*Request 1:* In the redis benchmark results, what throughput in ops/s did GET (sync per op) reach?

(Document section Opens)

StackExchange redis client very slow compared to benchmark tests

My results from the code below:

Connecting to server...
Connected
PING (sync per op)
    1709ms for 1000000 ops on 50 threads took 1.709594 seconds
    585137 ops/s
SET (sync per op)
    759ms for 500000 ops on 50 threads took 0.7592914 seconds
    658761 ops/s
GET (sync per op)
    780ms for 500000 ops on 50 threads took 0.7806102 seconds
    641025 ops/s
PING (pipelined per thread)
    3751ms for 1000000 ops on 50 threads took 3.7510956 seconds
    266595 ops/s
SET (pipelined per thread)
    1781ms for 500000 ops on 50 threads took 1.7819831 seconds
    280741 ops/s
GET (pipelined per thread)

(Document section Closes)
(Records for the task Opens)

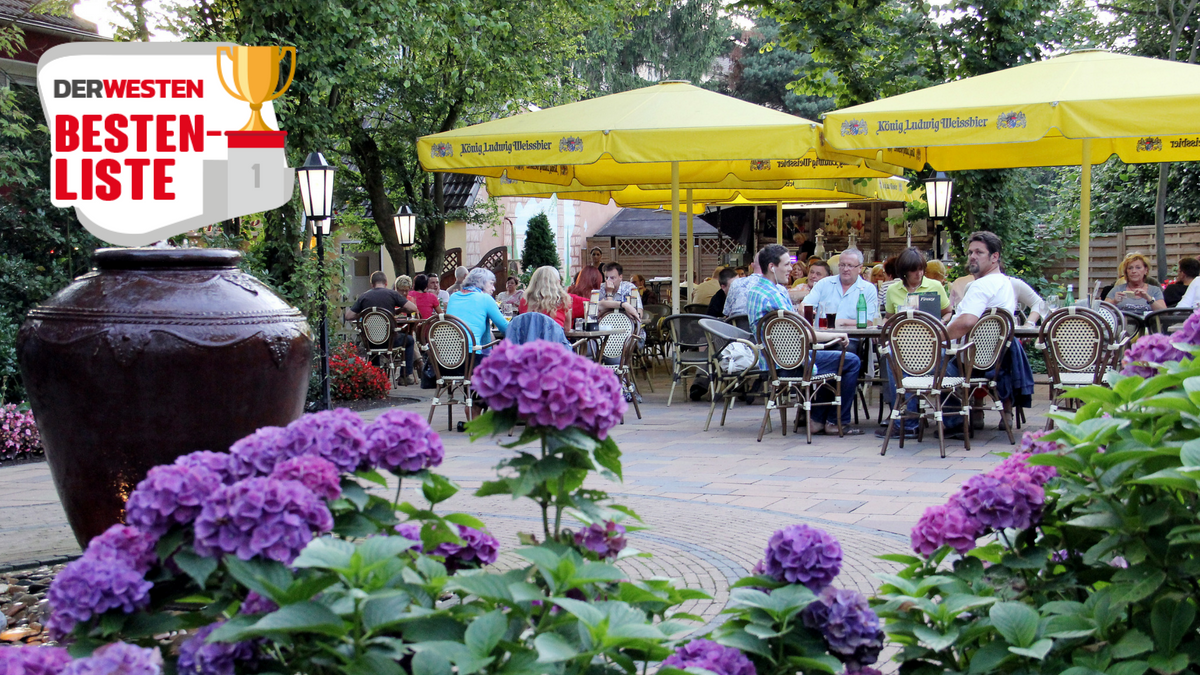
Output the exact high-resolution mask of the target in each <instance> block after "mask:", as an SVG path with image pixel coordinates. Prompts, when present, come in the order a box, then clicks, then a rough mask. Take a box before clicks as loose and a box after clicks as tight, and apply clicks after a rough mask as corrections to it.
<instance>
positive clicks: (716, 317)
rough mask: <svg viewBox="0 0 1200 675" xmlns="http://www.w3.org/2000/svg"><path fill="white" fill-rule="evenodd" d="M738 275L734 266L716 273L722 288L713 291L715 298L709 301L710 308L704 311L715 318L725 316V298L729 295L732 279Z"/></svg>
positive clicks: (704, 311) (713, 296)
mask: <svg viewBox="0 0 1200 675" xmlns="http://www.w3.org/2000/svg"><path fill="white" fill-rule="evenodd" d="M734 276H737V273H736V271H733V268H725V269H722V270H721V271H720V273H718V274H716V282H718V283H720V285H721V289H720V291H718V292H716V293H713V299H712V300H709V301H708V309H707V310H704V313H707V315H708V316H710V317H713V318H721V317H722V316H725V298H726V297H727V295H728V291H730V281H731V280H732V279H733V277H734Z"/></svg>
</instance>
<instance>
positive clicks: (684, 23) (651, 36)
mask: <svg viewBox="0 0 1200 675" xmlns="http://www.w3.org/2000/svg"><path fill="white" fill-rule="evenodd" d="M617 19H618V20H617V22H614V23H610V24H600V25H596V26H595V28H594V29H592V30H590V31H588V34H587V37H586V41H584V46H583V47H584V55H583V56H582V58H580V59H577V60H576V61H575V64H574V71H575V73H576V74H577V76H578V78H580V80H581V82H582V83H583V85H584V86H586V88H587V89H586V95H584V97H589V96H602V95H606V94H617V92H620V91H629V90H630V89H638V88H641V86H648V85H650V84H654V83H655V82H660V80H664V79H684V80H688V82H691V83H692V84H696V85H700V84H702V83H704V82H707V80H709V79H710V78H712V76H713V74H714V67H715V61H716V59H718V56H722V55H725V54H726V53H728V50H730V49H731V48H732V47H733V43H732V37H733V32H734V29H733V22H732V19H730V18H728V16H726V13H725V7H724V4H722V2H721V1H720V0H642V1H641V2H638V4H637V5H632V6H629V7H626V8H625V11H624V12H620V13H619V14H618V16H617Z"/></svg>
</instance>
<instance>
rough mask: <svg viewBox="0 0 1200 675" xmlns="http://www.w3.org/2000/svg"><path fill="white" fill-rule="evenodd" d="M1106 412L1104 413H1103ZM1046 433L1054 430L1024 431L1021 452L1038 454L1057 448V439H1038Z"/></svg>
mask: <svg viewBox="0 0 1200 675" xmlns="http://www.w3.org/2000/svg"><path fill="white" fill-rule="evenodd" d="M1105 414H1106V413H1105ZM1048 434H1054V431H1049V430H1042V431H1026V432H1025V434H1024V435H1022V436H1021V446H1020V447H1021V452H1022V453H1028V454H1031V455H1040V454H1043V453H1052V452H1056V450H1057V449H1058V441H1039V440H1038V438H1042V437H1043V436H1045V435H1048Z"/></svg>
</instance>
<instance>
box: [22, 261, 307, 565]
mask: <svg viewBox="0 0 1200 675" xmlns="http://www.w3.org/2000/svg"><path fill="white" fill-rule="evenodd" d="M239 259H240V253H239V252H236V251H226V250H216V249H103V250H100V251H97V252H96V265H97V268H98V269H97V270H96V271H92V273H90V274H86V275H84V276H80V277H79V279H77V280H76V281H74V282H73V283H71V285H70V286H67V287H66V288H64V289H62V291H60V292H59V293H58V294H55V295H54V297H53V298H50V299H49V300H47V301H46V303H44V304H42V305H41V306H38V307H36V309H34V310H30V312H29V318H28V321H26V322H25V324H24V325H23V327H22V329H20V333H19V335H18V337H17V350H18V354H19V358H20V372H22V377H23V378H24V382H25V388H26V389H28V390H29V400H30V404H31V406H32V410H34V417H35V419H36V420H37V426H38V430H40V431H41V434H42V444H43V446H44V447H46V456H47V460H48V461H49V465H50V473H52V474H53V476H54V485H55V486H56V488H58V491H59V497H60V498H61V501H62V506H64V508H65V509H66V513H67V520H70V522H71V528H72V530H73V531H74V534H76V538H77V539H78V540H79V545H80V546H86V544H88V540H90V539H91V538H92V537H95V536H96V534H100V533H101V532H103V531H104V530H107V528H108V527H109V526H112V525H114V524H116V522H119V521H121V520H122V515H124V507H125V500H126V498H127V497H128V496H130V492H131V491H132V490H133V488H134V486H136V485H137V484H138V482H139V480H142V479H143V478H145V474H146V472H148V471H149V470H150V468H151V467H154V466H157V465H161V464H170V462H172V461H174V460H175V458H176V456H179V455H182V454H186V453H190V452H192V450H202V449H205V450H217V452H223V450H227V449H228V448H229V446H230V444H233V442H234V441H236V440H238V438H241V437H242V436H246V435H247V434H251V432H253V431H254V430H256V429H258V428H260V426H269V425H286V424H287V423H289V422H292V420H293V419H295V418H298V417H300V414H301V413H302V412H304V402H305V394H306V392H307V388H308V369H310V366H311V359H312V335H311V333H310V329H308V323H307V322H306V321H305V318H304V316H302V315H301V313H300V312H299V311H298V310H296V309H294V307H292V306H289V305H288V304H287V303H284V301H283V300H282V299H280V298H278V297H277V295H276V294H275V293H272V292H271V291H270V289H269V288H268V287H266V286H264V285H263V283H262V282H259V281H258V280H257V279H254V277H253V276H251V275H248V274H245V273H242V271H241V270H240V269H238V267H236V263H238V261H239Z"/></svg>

(Records for the task Closes)
(Records for the task Opens)

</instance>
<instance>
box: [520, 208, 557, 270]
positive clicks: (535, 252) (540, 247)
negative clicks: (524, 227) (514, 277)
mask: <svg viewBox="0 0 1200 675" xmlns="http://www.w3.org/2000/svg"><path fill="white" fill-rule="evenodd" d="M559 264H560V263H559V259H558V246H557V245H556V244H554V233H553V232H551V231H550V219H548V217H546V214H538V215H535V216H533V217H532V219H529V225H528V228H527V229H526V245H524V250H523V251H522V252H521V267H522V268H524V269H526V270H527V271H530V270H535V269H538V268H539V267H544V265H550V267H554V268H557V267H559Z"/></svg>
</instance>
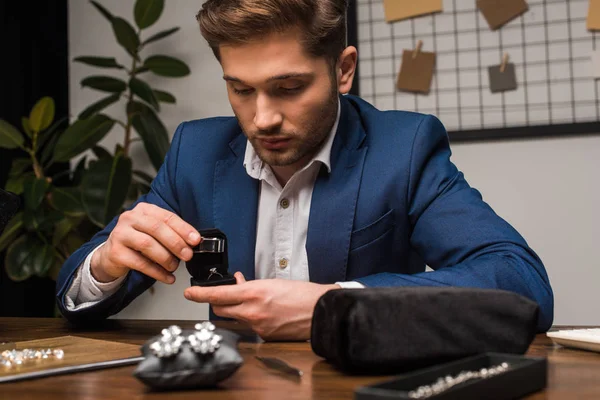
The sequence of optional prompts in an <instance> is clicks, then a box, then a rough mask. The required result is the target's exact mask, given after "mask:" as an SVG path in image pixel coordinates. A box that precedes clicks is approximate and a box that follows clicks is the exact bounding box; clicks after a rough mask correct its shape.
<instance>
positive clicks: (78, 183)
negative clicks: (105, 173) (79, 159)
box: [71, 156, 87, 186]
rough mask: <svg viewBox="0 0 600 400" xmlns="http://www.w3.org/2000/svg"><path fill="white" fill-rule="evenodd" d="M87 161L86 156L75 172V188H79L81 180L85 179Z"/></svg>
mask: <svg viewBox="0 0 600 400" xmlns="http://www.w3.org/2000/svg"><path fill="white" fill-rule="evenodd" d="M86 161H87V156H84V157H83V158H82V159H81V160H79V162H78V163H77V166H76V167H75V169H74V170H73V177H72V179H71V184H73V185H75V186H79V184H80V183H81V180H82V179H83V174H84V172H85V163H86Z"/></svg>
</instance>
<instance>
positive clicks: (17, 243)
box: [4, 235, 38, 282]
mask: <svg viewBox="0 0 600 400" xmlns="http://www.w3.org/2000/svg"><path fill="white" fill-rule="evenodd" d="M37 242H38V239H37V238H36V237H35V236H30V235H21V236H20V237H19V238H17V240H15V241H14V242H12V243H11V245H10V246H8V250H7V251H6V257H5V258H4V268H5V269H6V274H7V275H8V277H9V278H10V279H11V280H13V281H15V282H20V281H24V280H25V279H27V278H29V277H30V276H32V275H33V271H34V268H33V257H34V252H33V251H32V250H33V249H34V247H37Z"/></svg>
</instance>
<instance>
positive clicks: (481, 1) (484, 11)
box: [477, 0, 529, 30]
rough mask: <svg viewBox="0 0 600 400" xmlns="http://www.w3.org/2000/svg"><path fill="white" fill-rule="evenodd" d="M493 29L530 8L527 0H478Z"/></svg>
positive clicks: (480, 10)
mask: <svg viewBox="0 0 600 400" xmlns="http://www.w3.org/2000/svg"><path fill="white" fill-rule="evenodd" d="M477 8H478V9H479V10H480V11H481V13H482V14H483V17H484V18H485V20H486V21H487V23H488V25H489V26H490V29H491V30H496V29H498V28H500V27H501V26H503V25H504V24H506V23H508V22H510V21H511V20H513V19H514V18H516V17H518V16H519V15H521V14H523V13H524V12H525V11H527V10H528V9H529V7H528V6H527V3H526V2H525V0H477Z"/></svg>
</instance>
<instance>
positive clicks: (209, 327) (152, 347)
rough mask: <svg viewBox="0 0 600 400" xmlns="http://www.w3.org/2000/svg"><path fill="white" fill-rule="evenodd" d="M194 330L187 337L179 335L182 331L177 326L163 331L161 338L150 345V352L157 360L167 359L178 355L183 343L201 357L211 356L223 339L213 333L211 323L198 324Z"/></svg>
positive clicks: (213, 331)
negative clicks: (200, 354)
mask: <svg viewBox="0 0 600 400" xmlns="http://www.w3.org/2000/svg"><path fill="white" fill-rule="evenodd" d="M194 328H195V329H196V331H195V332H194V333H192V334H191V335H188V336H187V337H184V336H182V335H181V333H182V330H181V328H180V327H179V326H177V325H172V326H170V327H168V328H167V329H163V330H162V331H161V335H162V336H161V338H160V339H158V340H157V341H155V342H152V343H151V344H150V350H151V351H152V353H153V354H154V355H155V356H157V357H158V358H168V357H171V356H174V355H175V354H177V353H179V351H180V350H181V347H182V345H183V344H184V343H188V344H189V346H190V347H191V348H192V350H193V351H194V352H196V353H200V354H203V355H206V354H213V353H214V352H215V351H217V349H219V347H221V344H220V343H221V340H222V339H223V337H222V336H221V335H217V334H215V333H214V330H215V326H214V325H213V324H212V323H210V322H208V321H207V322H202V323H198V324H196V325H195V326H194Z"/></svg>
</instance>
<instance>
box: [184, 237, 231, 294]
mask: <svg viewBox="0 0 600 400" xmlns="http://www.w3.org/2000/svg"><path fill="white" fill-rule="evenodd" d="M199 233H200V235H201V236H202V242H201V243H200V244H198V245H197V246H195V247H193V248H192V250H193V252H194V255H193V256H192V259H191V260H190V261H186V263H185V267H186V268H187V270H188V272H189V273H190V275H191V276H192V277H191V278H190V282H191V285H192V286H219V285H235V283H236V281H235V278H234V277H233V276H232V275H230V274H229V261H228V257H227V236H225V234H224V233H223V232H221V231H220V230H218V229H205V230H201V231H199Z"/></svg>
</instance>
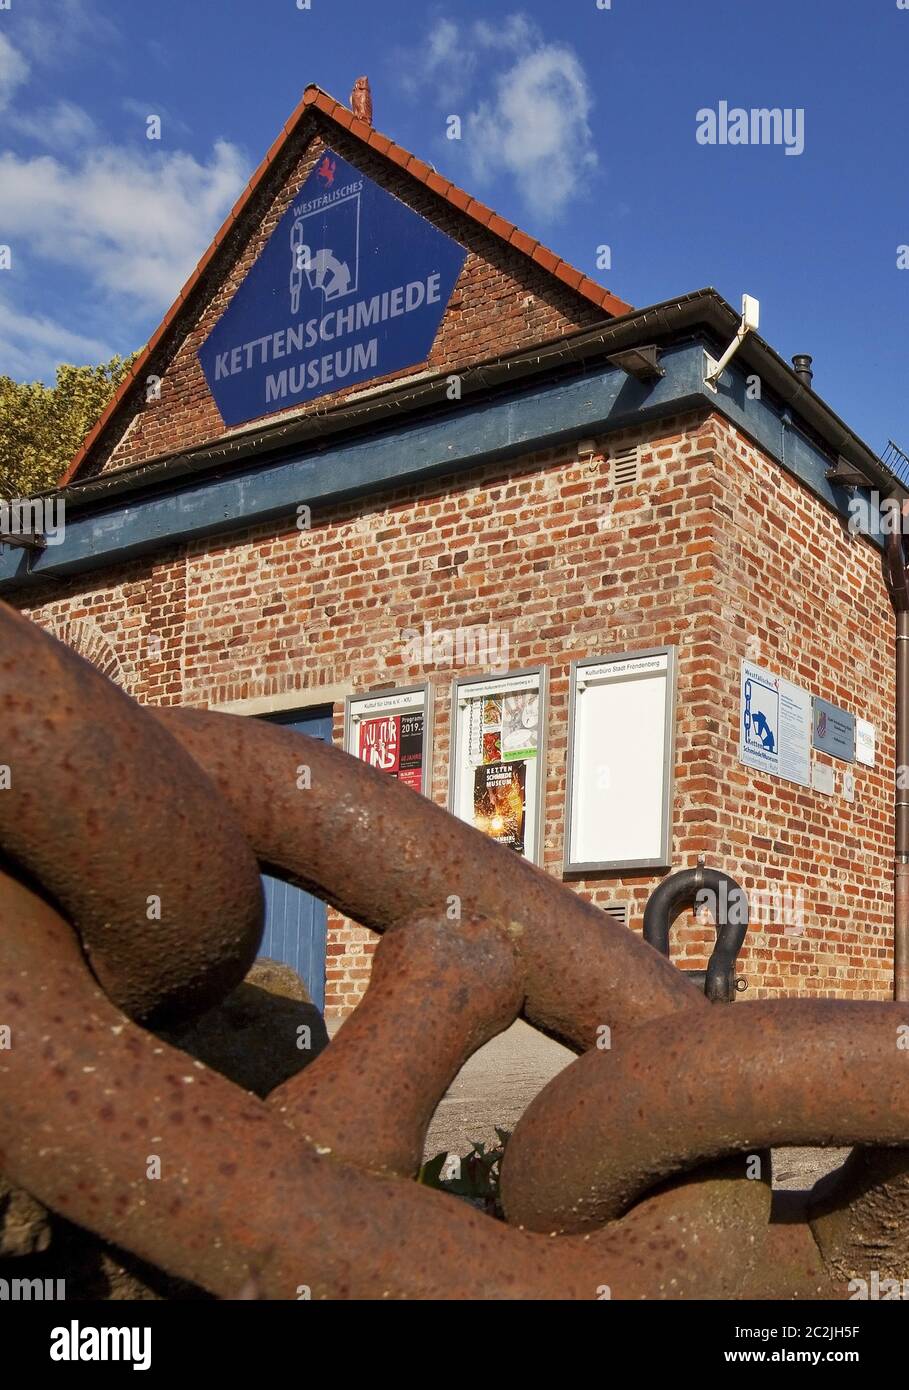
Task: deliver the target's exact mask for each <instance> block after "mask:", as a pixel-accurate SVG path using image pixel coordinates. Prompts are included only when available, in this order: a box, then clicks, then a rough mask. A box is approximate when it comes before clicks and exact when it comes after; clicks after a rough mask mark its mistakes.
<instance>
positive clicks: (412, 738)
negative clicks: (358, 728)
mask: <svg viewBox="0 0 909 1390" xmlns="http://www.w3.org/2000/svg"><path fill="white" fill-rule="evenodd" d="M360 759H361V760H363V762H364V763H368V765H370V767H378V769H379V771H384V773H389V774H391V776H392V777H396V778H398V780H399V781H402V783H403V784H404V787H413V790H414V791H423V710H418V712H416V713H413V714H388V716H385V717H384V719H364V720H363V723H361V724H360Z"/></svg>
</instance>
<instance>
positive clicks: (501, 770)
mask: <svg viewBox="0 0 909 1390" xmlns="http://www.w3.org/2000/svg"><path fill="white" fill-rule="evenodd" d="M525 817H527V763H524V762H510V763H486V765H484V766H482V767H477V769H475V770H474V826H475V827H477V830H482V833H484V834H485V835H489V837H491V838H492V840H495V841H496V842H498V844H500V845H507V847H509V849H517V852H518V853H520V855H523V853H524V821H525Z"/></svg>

(Records for the task Closes)

*Request 2:* In the entries, rewrite the lines starting at the one containing "Output the exact" and ending at the one containing "positive clicks: (704, 311) (713, 296)", replacing "positive clicks" with "foreground clicks" and leaving everything else unchanged.

*Written response 1:* 641025 ops/s

*Written response 2:*
Output the exact high-resolution mask of the target in each <instance> block after "mask:", as an SVG path with image pixel coordinates. Prompts, when present, come in the order a box, then clicks, then a rough mask. Take a box before clicks as loose and a box after clicks as tight, and apply clicks after a rough mask as corrections to it.
<instance>
foreground clicks: (716, 317)
rough mask: <svg viewBox="0 0 1200 675" xmlns="http://www.w3.org/2000/svg"><path fill="white" fill-rule="evenodd" d="M738 275L734 266L716 273L722 288L713 291L715 298L709 301L710 308L704 311L715 318L725 316V298L729 295L732 279Z"/></svg>
foreground clicks: (704, 311) (713, 296)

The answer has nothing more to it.